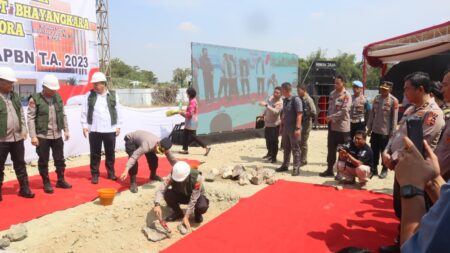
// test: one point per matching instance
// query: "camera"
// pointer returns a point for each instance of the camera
(343, 147)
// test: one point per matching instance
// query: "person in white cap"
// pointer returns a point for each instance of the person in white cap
(359, 111)
(12, 132)
(185, 186)
(101, 120)
(46, 120)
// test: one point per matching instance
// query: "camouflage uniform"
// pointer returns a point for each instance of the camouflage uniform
(309, 113)
(358, 114)
(339, 126)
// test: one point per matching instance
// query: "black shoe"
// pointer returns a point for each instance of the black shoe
(174, 216)
(94, 179)
(112, 177)
(296, 172)
(63, 184)
(326, 173)
(395, 248)
(155, 178)
(383, 174)
(26, 193)
(281, 169)
(48, 188)
(346, 181)
(207, 151)
(198, 218)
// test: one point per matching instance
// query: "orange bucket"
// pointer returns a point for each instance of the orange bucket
(194, 164)
(106, 195)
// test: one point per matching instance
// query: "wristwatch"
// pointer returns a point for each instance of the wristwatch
(409, 191)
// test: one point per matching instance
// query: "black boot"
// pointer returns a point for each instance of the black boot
(25, 188)
(383, 173)
(176, 215)
(46, 181)
(61, 183)
(133, 185)
(327, 173)
(154, 176)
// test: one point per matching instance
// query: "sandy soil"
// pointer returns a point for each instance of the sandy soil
(94, 228)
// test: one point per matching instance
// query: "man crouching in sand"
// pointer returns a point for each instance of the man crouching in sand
(184, 186)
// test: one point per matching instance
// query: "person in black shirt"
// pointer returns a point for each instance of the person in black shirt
(355, 160)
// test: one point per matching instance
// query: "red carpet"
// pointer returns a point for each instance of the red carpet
(14, 209)
(297, 217)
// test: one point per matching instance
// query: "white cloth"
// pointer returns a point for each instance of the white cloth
(101, 118)
(362, 172)
(153, 120)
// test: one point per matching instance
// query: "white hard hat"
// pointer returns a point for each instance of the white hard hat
(6, 73)
(180, 171)
(98, 77)
(51, 82)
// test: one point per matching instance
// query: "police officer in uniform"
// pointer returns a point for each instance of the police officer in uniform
(360, 109)
(139, 143)
(417, 88)
(46, 119)
(185, 186)
(309, 114)
(12, 132)
(338, 118)
(381, 124)
(101, 120)
(443, 148)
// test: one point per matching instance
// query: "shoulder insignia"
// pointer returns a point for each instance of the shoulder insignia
(431, 119)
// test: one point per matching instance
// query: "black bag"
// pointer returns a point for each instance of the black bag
(176, 136)
(259, 122)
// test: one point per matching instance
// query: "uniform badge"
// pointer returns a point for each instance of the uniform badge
(431, 119)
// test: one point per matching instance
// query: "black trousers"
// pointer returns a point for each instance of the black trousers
(17, 151)
(152, 159)
(271, 136)
(190, 136)
(334, 139)
(174, 200)
(378, 143)
(355, 127)
(109, 144)
(43, 151)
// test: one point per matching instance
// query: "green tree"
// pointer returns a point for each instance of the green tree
(119, 68)
(347, 66)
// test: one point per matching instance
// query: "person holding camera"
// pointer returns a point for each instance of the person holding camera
(355, 160)
(272, 121)
(417, 88)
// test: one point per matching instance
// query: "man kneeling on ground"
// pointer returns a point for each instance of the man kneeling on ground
(139, 143)
(355, 160)
(185, 186)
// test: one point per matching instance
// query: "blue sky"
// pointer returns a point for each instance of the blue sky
(156, 34)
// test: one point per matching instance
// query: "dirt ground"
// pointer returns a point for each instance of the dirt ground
(117, 228)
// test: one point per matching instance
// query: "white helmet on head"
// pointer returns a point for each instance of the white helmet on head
(51, 82)
(6, 73)
(98, 77)
(181, 171)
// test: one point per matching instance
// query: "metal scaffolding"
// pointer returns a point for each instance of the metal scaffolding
(103, 37)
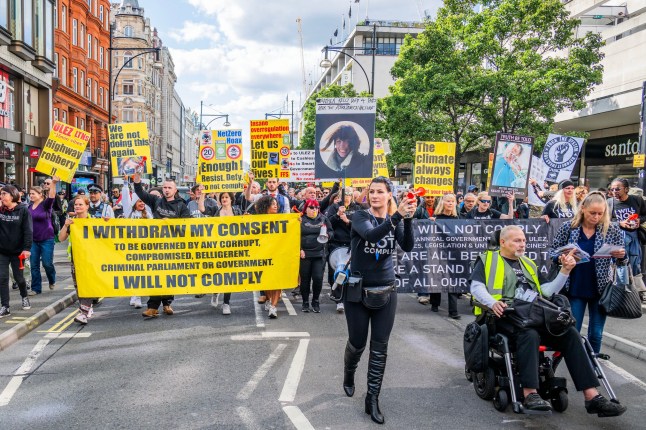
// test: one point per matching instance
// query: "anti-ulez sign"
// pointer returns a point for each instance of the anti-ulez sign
(63, 151)
(434, 167)
(270, 148)
(220, 161)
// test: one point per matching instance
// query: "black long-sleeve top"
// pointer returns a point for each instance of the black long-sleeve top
(373, 245)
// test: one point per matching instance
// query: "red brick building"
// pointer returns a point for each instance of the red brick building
(81, 85)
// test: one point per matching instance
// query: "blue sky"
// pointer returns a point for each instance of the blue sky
(243, 57)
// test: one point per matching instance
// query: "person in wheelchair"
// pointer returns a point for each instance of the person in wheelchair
(519, 271)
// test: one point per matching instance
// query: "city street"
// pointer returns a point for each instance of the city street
(201, 369)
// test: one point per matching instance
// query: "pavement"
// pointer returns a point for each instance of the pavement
(626, 336)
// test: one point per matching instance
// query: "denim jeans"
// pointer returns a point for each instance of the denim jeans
(596, 320)
(42, 250)
(634, 250)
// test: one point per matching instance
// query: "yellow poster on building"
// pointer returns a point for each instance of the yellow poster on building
(379, 167)
(220, 161)
(185, 256)
(129, 149)
(62, 151)
(434, 167)
(270, 148)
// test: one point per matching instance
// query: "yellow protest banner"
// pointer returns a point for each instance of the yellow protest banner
(434, 167)
(220, 161)
(185, 256)
(270, 148)
(129, 148)
(379, 167)
(62, 151)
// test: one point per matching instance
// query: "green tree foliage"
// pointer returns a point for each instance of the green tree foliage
(510, 68)
(309, 112)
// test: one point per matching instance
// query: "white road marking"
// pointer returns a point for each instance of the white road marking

**What you need to do**.
All of the records should be output exactly as they stand, with pictures omitted.

**Answer to the problem**.
// test: one point per matching instance
// query: "camera"
// pointer returns a point for each instance of the camera
(343, 147)
// test: one point per matching instance
// query: "person in white cap"
// pointer returns a point for each instance of the person in white cap
(359, 111)
(12, 132)
(185, 186)
(101, 120)
(46, 120)
// test: one point per matching instance
// query: "camouflage uniform"
// pointer returns a point for each instance of the camouflage uniform
(309, 113)
(358, 114)
(339, 126)
// test: one point per matching instance
// query: "black shoe"
// pointer returns a point for each instance of the black shoe
(174, 216)
(94, 179)
(112, 177)
(296, 172)
(63, 184)
(326, 173)
(395, 248)
(155, 178)
(383, 174)
(26, 193)
(281, 169)
(48, 188)
(346, 181)
(207, 151)
(198, 218)
// test: one point per matching instance
// query: "orange bucket"
// pointer returns a point for each instance of the orange bucket
(194, 164)
(106, 195)
// test: one point per matching instance
// query: "wristwatch"
// pointer returns a point for each instance of the wristwatch
(409, 191)
// test: one point per matching instance
// query: "black boot"
// pointer returns a point for each instance of the black boot
(25, 188)
(383, 173)
(176, 215)
(46, 181)
(61, 183)
(133, 185)
(327, 173)
(154, 176)
// test: one point per matching instance
// query: "sandy soil"
// pointer returns a point for each instance of the sandy soil
(94, 228)
// test: one point per matching instance
// query: "man crouching in sand"
// pointer returns a point for each instance of the man crouching in sand
(184, 186)
// test: one point per matching instance
// query: "person in black shirt"
// pointer returns a point for each instance of the person in black shirt
(355, 160)
// test: one point per matching instance
// query: "red carpet"
// pointer returns a point for each instance of the red carpet
(14, 209)
(297, 217)
// test: one point per matching instance
// query: "white cloth"
// pointer returns a point for each instance of the white cloth
(101, 118)
(362, 172)
(153, 120)
// test: one point per matching instance
// query: "white hard hat"
// pointer returns a point for each instance of the white hard hat
(6, 73)
(180, 171)
(98, 77)
(51, 82)
// test: one point per matching instance
// query: "police officer in uniform"
// pointer returns a point for each instance of the police officer in uniform
(360, 109)
(139, 143)
(417, 88)
(46, 119)
(185, 186)
(309, 114)
(12, 132)
(338, 118)
(381, 124)
(101, 120)
(443, 148)
// test: one point per matching instance
// query: "shoulder insignia"
// pointer returns a point for each instance of the shoulder insignia
(431, 119)
// test: one point per matching instance
// query: "black bag"
// pointer returns a point for each instance of the black bag
(176, 136)
(259, 122)
// test: one point per matching instance
// query: "uniform badge"
// pointer returns a point for each instance of the uniform badge
(431, 119)
// test: one point per matching instance
// query: "black trousers"
// pointer returns a point for each instance of the black trousers
(17, 151)
(152, 159)
(271, 136)
(190, 136)
(334, 139)
(174, 200)
(378, 143)
(355, 127)
(109, 144)
(43, 151)
// test: one point per matching instance
// query: "green tree"
// pointer returns a point for each instance of the green tree
(119, 68)
(347, 66)
// test: one point per matching instance
// query: "person holding camera"
// pointer returns a point for each instance of the person holding camera
(355, 160)
(272, 121)
(417, 88)
// test: one point per matching instance
// query: "man kneeling on ground"
// pointer returns a point for each instance of the man kneeling on ground
(139, 143)
(355, 160)
(185, 186)
// test: one point per matching instance
// query: "blue sky"
// pointer returns a point for each instance of the blue sky
(156, 34)
// test: one point per matching instance
// query: "dirt ground"
// pointer returns a point for each instance of the dirt ground
(117, 228)
// test: one point per matching instance
// query: "white helmet on head"
// pointer returns a point for each instance of the white helmet on head
(51, 82)
(6, 73)
(98, 77)
(181, 171)
// test: one point per matching instance
// query: "metal scaffolding"
// pointer returns a point for each instance of the metal scaffolding
(103, 37)
// test: one point per matching instance
// query: "anti-ulez sign"
// pointer returns a point for each instance of the anti-ulez sign
(63, 151)
(434, 167)
(270, 148)
(220, 161)
// test: one point per matching instance
// query: "black long-sleeve top"
// pointer returns a point for each instance of the black long-sleeve top
(373, 245)
// test: one point per matching instance
// query: "red brick building"
// pointer returns a point for each instance of the red brick building
(81, 85)
// test: one point per matching instance
// query: "blue sky"
// pointer returns a point for each instance of the blue sky
(243, 57)
// test: one point per matching instance
// query: "person in wheelchair"
// pointer returns a point for each instance of the person in wheelchair
(519, 271)
// test: one point per matching instance
// query: "city street"
// pointer returns a point for each instance of the city street
(201, 369)
// test: one point per matching instance
// query: "pavement"
// pointer returns a point for each instance of the pavement
(626, 336)
// test: one point per matching instance
// query: "denim jeans"
// pointer returns a point for each instance of the denim jeans
(596, 320)
(42, 250)
(634, 250)
// test: one point per matching instance
// query: "yellow poster on building"
// pointer returns a point for each instance of the yellow poster on building
(379, 167)
(220, 161)
(185, 256)
(129, 149)
(62, 151)
(434, 167)
(270, 148)
// test: one point per matching instance
// query: "yellow protest banner"
// pointer returns a point for each instance of the yellow protest banner
(434, 167)
(220, 161)
(185, 256)
(270, 148)
(129, 148)
(379, 167)
(62, 151)
// test: one point per matching instance
// query: "green tree foliage"
// pointer returns a point for each instance of the green tree foliage
(510, 68)
(309, 112)
// test: one point per matching instance
// query: "white road marking"
// pointer returns a point for each instance of the white road marking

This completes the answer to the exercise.